--- Data Enclosed Below ---

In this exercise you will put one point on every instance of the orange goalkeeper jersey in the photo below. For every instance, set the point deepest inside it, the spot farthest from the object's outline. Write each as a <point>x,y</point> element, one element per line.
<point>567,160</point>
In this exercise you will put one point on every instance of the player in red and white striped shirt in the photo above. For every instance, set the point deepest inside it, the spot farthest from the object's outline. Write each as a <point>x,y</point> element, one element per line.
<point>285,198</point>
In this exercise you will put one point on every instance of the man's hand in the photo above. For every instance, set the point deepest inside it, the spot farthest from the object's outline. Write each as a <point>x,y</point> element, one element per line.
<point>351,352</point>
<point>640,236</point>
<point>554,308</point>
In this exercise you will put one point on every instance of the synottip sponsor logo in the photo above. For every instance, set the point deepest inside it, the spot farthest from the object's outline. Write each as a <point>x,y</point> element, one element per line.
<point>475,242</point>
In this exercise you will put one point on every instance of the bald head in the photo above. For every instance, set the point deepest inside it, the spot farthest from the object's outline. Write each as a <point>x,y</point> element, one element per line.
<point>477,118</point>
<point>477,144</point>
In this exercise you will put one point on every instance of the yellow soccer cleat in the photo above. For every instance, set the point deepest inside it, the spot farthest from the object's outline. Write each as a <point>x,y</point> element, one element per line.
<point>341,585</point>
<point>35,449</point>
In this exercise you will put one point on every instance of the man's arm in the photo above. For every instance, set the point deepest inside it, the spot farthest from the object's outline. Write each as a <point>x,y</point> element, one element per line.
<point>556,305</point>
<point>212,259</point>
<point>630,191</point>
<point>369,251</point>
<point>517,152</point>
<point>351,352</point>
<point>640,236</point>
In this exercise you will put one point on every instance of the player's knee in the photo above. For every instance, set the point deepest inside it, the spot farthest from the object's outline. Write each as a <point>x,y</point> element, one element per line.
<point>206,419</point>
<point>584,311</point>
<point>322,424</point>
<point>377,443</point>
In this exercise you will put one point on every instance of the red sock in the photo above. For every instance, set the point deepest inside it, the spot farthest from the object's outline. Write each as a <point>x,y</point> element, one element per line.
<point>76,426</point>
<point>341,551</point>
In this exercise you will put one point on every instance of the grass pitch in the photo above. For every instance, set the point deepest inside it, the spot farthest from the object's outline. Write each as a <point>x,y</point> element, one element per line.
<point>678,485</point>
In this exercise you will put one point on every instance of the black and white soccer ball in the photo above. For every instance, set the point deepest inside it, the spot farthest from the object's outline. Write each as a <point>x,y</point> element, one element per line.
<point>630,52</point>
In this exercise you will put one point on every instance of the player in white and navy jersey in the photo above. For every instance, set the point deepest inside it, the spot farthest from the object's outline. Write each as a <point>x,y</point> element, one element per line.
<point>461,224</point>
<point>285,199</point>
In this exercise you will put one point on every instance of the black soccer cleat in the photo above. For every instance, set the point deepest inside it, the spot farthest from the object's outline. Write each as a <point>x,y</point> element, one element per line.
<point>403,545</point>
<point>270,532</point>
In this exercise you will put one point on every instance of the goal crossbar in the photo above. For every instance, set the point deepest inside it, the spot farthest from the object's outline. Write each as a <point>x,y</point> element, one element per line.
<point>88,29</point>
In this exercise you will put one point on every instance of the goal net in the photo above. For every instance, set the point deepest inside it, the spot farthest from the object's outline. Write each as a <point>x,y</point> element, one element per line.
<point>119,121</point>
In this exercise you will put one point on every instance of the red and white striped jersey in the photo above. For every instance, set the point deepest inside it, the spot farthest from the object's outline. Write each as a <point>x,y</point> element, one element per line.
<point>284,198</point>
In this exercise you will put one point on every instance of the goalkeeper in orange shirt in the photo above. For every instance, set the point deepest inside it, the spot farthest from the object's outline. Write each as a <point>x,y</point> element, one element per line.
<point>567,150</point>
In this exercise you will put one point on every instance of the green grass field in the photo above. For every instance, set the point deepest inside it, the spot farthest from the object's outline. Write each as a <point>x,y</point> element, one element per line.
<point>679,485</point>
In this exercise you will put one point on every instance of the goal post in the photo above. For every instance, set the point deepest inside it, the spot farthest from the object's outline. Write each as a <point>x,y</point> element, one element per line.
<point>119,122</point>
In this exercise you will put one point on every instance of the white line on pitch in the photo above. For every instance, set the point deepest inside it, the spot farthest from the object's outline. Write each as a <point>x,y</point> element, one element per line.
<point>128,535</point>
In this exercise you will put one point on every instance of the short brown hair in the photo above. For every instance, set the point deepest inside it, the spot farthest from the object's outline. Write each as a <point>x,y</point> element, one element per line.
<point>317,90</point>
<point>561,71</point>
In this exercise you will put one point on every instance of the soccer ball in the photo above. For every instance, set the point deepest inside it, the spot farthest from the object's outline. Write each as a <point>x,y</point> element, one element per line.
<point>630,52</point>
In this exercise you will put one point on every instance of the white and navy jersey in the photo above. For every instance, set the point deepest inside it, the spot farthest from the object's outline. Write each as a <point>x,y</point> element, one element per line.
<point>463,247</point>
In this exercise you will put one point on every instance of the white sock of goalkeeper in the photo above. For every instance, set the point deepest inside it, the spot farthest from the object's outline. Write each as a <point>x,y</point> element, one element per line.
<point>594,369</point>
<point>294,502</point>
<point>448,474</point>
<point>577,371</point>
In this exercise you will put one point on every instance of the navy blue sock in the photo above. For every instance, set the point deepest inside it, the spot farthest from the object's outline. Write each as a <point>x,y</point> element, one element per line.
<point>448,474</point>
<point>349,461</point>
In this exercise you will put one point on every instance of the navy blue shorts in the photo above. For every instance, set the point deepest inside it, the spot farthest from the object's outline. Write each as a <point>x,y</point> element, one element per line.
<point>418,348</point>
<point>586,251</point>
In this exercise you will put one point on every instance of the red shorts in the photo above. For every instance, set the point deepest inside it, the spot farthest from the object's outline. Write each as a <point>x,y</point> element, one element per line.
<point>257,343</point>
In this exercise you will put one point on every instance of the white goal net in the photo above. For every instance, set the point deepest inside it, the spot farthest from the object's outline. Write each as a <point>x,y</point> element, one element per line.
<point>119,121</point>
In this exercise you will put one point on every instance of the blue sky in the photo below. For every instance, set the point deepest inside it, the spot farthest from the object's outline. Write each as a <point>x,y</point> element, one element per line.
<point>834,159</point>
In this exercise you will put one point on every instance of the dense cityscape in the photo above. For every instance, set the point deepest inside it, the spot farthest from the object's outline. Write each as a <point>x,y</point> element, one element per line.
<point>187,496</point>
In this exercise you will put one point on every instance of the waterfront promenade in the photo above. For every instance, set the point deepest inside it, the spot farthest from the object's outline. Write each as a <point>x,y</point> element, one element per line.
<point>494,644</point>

--- End of Enclosed Data ---

**About this exercise**. Could you give the data above again, exact in every line?

**Response box**.
In this exercise you will put one point on every instance of the orange goalkeeper jersey in the photo below. For every instance, set the point deepest inside it, the spot farthest from the object's outline. Write each as a <point>x,y</point> element, one element per line.
<point>567,160</point>
In this exercise you will put one point on every instance of the player in red and white striped shirt in the photo above. For every instance, set the point deepest inside it, the spot farthest from the object's outline. Write each as a <point>x,y</point> element, one element per line.
<point>285,198</point>
In this exercise you will put one point on every instance of the man's hand in the photo above. For every instance, set the point deepest inside it, the spot farthest from the object's outline. Write each as a <point>x,y</point> element, one element per line.
<point>351,352</point>
<point>640,236</point>
<point>554,308</point>
In this exercise you will put one point on every instance of the synottip sponsor logo in the photo above. For every instance, set the point deepest inside it, the spot farthest from the object's outline. Write each as a <point>x,y</point> element, one element per line.
<point>475,242</point>
In this exercise you will put one point on every instance of the bald head in the photo above. For every instance, set the point deepest inside it, the spot farthest from the object's outline. Write each as a <point>x,y</point> element, one element per line.
<point>477,118</point>
<point>477,144</point>
In this exercise you will put one point on every instance of the yellow soccer cleat in the photo above. For every instance, set the point deepest inside it, the spot farthest from the object's outline. Write each as a <point>x,y</point> element, one element per line.
<point>341,585</point>
<point>35,449</point>
In this exercise you will put one point on every instance of the man's arm in the photo above. For every instance, set the point deepest inside it, the spot farthest from the object's outline. Write each as a <point>x,y</point> element, one element per line.
<point>556,305</point>
<point>212,259</point>
<point>630,191</point>
<point>369,251</point>
<point>517,152</point>
<point>351,352</point>
<point>640,236</point>
In this exercise you will put one point on every instance of the player's knee in the photo above. For every instance, set the point deepest inside it, the spot farthest from the object's outline. Write each as a <point>x,y</point> element, one element per line.
<point>206,419</point>
<point>584,311</point>
<point>322,424</point>
<point>377,443</point>
In this exercise you will put one point on every instance of the red sock in the photo above. For every instance, set the point deepest inside it, the spot farthest from the object's outline. Write each as a <point>x,y</point> element, one element per line.
<point>76,426</point>
<point>341,551</point>
In this exercise you will put one point on every instance of the grass pitch in the photo above. For every instance, set the point deepest inside it, the spot farthest from the object's outline. Write each as a <point>x,y</point> element, one element per line.
<point>678,485</point>
In this exercise you will put one point on every instance of the black and white soccer ball in the photo above. For every instance, set the point deepest inside it, the spot farthest from the object's outline. Write each as a <point>x,y</point> element, one element per line.
<point>630,52</point>
In this exercise you will put one point on every instance of the player in white and navy jersey in the photo above. For every instance, set the point deepest inside it, the spot farthest from the object's outline. Write each as a <point>x,y</point> element, one element per line.
<point>461,224</point>
<point>285,199</point>
In this exercise you will put one point on every instance of the black soccer cleat in the photo above. For every instance, set the point deepest inside it, the spot farthest from the object's outline. Write each as a <point>x,y</point> element, one element per line.
<point>403,545</point>
<point>270,532</point>
In this exercise you will put one point on every instance of the goal crossbar in the photo above. For every instance, set the point deepest inside it, the spot farthest from the object's outline. Write each as a <point>x,y</point> element, one element per line.
<point>88,29</point>
In this exercise you will put one point on every instance of the goal net in the photo above. For every instance, set the point deepest inside it, the spot farthest from the object's outline. Write each as a <point>x,y</point> element, one element per line.
<point>119,121</point>
In this exercise you will put one point on every instance of the red and white striped jersey in the photo above. For every instance, set the point deepest inside it, the spot farthest from the object's outline. Write each as a <point>x,y</point> element, one element per line.
<point>284,198</point>
In this exercise you will put one point on every instance of the goalkeeper in orange shirt in the photo above. For every instance, set the point deepest inside it, the spot farthest from the object's outline. Write each as a <point>x,y</point> element, one element per line.
<point>567,150</point>
In this exercise you will put one point on every instance of the green grass field in the photo above. For every instance, set the point deepest inside it, the spot farthest from the object's outline. Write each as a <point>x,y</point> element, one element per line.
<point>679,485</point>
In this exercise you will put one point on every instance of the goal post in the photo above. For every instance, set the point deepest inside it, the spot farthest from the object's outline. Write each as a <point>x,y</point> element, one element per line.
<point>119,122</point>
In this exercise you will put one point on every instance of the white line on pitch in the photo above. For every instance, set the point deepest inside it, the spot farthest from the object's outline. Write each as a <point>x,y</point> element, one element per line.
<point>128,535</point>
In this exercise you will put one point on every instance of the short brown hair in the photo above. For every instance, set the point deepest inside it, the spot farthest from the object's outline. Write each as a <point>x,y</point> element, one element per line.
<point>317,90</point>
<point>561,71</point>
In this exercise you will put one point on every instance of the soccer ball in the photo above. For every instance, set the point deepest inside it, the spot farthest from the object's outline. Write each as a <point>x,y</point> element, one element per line.
<point>630,52</point>
In this exercise you will put one point on every instance of the white and navy jersey in the photo above. For every instance, set the point deepest inside it, the spot farthest from the object's outline. Write each as a <point>x,y</point> element, one element per line.
<point>463,247</point>
In this exercise you will put one point on every instance of the white sock of goalkeeper in the photo above. For every instance, set the point deepest inside it, the spot farthest from the object's outline. Write each as a <point>x,y</point> element, one element per line.
<point>594,369</point>
<point>294,502</point>
<point>448,474</point>
<point>577,371</point>
In this exercise you will put one point on every instance of the navy blue sock in the photo above. For every instance, set the point deepest inside it, the spot farthest from the object's outline. Write each as a <point>x,y</point> element, one element per line.
<point>448,474</point>
<point>349,461</point>
In this exercise you will put one point on every instance of the navy blue shorts in the photo above. For every instance, set the point deepest inside it, the spot farthest from the object's outline. Write each as a <point>x,y</point> element, one element per line.
<point>418,348</point>
<point>586,251</point>
In this exercise you will put one point on every instance of the red shorts in the photo above. For every instance, set the point deepest inside it, the spot farthest from the object's outline. Write each as a <point>x,y</point> element, one element per line.
<point>257,343</point>
In this exercise you will put one point on every instance of the white goal net in the photo above. For every instance, set the point deepest inside it, the spot farthest from the object's outline. Write each as a <point>x,y</point> element, one element per line.
<point>119,121</point>
In this exercise you will put one point on every instance of the blue sky in the photo below. For every instance, set the point deepest inside it, the spot farthest from the object's outline. Write each as a <point>x,y</point> element, one element per line.
<point>834,159</point>
In this exercise you will put one point on every instance of the dense cityscape in the photo above. For every instance, set the point deepest inside it, the spot farthest from the object's outline. Write each as a <point>x,y</point> element, one element per line.
<point>187,496</point>
In this exercise you will put one point on every instance of the waterfront promenade in the photo above. For every instance, set the point deepest inside it, the spot farthest from the object's outline. Write each as a <point>x,y</point> element, one element per line.
<point>494,644</point>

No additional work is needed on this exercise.